## What to work on
Show each line of the records below that contains the string "green", copying every such line in full. The match is case-sensitive.

## Records for the exercise
§

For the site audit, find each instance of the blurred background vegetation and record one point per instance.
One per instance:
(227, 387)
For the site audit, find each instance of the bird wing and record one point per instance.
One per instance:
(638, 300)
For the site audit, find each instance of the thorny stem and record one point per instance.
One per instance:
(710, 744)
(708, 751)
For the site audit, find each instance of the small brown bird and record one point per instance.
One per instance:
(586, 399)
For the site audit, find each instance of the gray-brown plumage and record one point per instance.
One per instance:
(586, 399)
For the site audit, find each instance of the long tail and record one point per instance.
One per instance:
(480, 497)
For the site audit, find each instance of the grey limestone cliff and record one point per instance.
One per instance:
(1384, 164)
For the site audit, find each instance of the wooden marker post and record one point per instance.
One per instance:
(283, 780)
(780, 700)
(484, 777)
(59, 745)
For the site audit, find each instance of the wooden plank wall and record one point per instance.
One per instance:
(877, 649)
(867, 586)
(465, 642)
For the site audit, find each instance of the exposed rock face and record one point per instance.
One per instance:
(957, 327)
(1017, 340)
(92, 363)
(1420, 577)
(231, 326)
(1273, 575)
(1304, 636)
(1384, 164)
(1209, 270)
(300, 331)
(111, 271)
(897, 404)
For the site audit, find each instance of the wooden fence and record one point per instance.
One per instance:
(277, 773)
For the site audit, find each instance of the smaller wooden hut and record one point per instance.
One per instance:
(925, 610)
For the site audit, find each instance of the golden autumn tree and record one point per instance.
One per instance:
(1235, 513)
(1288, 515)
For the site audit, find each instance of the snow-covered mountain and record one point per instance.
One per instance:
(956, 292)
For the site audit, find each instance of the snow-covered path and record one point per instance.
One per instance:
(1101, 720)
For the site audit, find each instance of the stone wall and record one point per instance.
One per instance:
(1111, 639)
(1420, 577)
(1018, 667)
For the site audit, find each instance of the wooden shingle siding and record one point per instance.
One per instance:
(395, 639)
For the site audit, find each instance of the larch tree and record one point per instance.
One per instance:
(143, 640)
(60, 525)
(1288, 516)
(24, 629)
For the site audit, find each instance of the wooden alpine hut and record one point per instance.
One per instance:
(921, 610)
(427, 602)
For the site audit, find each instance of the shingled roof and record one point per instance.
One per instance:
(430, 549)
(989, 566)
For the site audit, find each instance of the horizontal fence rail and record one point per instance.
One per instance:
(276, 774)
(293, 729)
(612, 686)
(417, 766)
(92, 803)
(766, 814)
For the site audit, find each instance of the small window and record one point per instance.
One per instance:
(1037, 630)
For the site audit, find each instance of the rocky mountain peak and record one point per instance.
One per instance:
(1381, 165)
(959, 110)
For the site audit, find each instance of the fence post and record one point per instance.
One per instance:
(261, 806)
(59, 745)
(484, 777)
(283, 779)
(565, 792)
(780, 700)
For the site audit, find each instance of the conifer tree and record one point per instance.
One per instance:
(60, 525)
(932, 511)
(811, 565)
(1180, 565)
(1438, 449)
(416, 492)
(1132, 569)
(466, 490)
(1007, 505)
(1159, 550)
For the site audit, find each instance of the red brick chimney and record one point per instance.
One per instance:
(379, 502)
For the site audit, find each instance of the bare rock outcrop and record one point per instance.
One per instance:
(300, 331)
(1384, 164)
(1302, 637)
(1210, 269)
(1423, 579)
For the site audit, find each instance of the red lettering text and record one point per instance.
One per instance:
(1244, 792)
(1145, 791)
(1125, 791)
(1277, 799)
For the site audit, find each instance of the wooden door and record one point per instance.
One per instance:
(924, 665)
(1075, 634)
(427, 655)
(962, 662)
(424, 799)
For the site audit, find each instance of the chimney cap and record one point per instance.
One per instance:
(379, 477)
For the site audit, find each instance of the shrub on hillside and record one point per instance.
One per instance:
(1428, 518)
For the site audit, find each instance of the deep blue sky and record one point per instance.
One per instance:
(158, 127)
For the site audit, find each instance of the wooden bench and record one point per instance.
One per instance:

§

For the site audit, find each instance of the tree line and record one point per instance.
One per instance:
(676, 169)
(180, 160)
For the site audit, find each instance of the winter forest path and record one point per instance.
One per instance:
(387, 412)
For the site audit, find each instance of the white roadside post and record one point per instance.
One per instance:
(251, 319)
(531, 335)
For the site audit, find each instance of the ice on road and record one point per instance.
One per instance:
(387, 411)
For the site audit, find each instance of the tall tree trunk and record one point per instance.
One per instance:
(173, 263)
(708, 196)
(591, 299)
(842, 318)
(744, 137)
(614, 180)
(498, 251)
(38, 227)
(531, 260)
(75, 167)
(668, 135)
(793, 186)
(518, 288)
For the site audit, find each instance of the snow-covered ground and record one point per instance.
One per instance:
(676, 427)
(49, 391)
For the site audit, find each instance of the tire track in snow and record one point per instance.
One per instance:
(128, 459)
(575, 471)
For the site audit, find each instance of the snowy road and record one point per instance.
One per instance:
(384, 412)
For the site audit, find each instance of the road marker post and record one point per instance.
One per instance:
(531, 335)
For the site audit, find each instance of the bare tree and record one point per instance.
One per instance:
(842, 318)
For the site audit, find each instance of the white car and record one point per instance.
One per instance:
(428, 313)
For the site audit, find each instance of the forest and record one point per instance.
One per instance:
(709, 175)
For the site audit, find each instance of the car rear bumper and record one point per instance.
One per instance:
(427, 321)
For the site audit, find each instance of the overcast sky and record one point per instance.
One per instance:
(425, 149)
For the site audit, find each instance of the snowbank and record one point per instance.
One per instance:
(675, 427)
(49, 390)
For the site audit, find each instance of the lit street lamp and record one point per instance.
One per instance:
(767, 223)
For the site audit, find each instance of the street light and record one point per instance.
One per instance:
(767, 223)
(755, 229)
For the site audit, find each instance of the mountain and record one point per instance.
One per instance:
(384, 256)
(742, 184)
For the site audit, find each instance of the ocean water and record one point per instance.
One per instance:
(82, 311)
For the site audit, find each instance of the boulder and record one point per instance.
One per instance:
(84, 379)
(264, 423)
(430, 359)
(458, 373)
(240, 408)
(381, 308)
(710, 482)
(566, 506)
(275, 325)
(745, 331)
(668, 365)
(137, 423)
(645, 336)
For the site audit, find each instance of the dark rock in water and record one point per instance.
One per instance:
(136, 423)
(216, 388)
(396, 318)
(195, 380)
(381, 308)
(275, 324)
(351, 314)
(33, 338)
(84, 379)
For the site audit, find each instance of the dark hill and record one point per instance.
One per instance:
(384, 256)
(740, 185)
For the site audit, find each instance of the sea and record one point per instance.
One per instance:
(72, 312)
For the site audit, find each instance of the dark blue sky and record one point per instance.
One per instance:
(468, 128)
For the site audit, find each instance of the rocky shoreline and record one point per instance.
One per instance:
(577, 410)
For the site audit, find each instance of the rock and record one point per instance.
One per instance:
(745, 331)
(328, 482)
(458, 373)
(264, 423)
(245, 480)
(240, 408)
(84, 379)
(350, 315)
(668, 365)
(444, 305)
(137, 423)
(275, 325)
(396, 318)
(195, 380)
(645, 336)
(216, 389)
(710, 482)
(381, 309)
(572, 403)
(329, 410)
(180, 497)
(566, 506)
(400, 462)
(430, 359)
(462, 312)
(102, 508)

§

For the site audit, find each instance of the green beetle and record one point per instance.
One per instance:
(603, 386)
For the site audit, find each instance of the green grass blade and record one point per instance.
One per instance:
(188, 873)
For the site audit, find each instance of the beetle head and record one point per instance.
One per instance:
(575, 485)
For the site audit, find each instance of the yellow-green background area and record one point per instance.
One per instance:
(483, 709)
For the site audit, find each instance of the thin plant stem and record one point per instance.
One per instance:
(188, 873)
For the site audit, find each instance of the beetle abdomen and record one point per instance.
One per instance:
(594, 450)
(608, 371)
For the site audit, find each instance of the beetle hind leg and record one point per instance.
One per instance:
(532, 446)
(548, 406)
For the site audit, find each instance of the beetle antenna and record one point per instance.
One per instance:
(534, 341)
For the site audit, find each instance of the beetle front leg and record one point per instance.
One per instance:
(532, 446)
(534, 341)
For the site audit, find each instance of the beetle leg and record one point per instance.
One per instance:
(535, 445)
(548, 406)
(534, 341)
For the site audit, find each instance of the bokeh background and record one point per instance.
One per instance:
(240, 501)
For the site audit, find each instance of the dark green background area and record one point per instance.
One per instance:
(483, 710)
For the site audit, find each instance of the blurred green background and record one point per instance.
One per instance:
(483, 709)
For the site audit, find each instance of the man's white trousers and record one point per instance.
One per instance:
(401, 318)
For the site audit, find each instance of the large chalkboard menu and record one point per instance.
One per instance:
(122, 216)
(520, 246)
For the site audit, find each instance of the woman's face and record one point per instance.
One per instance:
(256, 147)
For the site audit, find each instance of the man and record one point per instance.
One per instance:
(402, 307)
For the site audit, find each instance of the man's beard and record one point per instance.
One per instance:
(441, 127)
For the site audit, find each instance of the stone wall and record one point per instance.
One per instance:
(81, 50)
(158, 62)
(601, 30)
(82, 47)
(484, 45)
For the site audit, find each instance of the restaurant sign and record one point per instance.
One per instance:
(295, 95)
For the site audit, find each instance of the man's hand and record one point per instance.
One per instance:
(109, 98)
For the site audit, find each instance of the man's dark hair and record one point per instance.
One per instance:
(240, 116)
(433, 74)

§

## Output of the exercise
For the site audit, find each instance of the green beetle and record one point per instance.
For the site audit, find each instance of the green grass blade and record one point per instance.
For the site audit, find each instance of the yellow-green background area and record one point per instance.
For the site audit, find each instance of the dark green background area and record one point per instance.
For the site audit, find each instance of the blurred green background and record one point per instance.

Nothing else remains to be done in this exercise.